— Start of Page extract —

[PATCH 2/7] aio-posix: move RCU_READ_LOCK() into run_poll_handlers()

Stefan Hajnoczi posted 7 patches 5 years, 8 months ago
[PATCH 2/7] aio-posix: move RCU_READ_LOCK() into run_poll_handlers()
Posted by Stefan Hajnoczi 5 years, 8 months ago
Now that run_poll_handlers_once() is only called by run_poll_handlers()
we can improve the CPU time profile by moving the expensive
RCU_READ_LOCK() out of the polling loop.

This reduces the run_poll_handlers() from 40% CPU to 10% CPU in perf's
sampling profiler output.

Signed-off-by: Stefan Hajnoczi <stefanha@redhat.com>
---
 util/aio-posix.c | 20 ++++++++++----------
 1 file changed, 10 insertions(+), 10 deletions(-)

diff --git a/util/aio-posix.c b/util/aio-posix.c
index 029f146455..38c51f5d8f 100644
--- a/util/aio-posix.c
+++ b/util/aio-posix.c
@@ -583,16 +583,6 @@ static bool run_poll_handlers_once(AioContext *ctx, int64_t *timeout)

— End of Page extract —
— Start of Task inputs —

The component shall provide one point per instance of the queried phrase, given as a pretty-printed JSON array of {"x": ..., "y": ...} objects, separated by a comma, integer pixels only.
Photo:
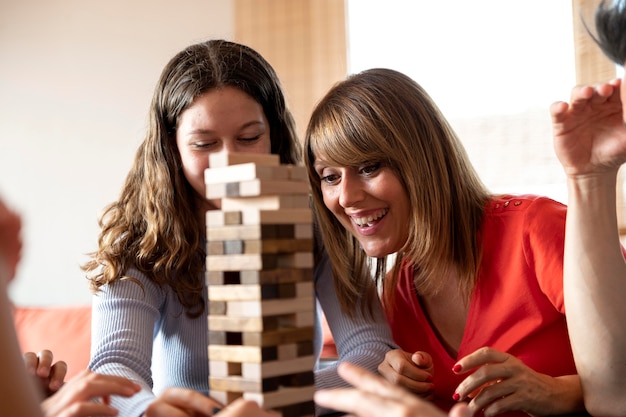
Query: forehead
[{"x": 222, "y": 107}]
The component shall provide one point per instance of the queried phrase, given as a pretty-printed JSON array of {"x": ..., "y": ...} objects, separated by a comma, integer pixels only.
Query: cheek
[
  {"x": 623, "y": 97},
  {"x": 194, "y": 166},
  {"x": 330, "y": 201}
]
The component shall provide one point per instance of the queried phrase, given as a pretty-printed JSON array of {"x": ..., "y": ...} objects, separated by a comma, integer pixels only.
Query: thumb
[{"x": 422, "y": 359}]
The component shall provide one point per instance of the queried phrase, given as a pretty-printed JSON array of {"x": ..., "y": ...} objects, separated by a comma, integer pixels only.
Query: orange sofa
[{"x": 66, "y": 331}]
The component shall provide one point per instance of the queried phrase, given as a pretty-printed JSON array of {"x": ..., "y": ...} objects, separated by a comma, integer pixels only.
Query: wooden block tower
[{"x": 260, "y": 283}]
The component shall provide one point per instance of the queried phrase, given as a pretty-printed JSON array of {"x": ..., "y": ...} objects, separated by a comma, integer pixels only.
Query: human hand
[
  {"x": 245, "y": 408},
  {"x": 87, "y": 394},
  {"x": 413, "y": 371},
  {"x": 501, "y": 382},
  {"x": 10, "y": 242},
  {"x": 589, "y": 132},
  {"x": 182, "y": 402},
  {"x": 373, "y": 396},
  {"x": 49, "y": 376}
]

— End of Task inputs —

Short problem A:
Quote the patch exactly, starting with "Stefan Hajnoczi posted" and going on through "the polling loop.".
Short problem B:
Print all the data entries exactly as they appear, omitting the pictures.
The patch and the data entries have no connection to each other.

Expected output A:
Stefan Hajnoczi posted 7 patches 5 years, 8 months ago
[PATCH 2/7] aio-posix: move RCU_READ_LOCK() into run_poll_handlers()
Posted by Stefan Hajnoczi 5 years, 8 months ago
Now that run_poll_handlers_once() is only called by run_poll_handlers()
we can improve the CPU time profile by moving the expensive
RCU_READ_LOCK() out of the polling loop.

Expected output B:
The component shall provide one point per instance of the queried phrase, given as a pretty-printed JSON array of {"x": ..., "y": ...} objects, separated by a comma, integer pixels only.
Photo:
Query: forehead
[{"x": 222, "y": 107}]
The component shall provide one point per instance of the queried phrase, given as a pretty-printed JSON array of {"x": ..., "y": ...} objects, separated by a comma, integer pixels only.
Query: cheek
[
  {"x": 623, "y": 97},
  {"x": 194, "y": 166},
  {"x": 330, "y": 201}
]
The component shall provide one point per instance of the queried phrase, given as a pretty-printed JSON array of {"x": ..., "y": ...} objects, separated by a comma, integer pixels only.
Query: thumb
[{"x": 422, "y": 359}]
The component shall provide one point per instance of the queried phrase, given as a pretty-printed JSON array of {"x": ..., "y": ...} objects, separated by a comma, integer pixels only.
Query: orange sofa
[{"x": 66, "y": 331}]
The component shall provide one point per instance of the queried phrase, given as a pretty-printed JSON array of {"x": ..., "y": ...} objects, separated by a comma, integer pixels only.
Query: wooden block tower
[{"x": 260, "y": 283}]
The component shall provide one point per instance of the queried phrase, given as a pretty-printed JSON array of {"x": ..., "y": ...} objects, separated by a comma, integer pixels only.
Query: human hand
[
  {"x": 245, "y": 408},
  {"x": 87, "y": 394},
  {"x": 413, "y": 371},
  {"x": 501, "y": 382},
  {"x": 10, "y": 242},
  {"x": 589, "y": 132},
  {"x": 182, "y": 402},
  {"x": 373, "y": 396},
  {"x": 49, "y": 376}
]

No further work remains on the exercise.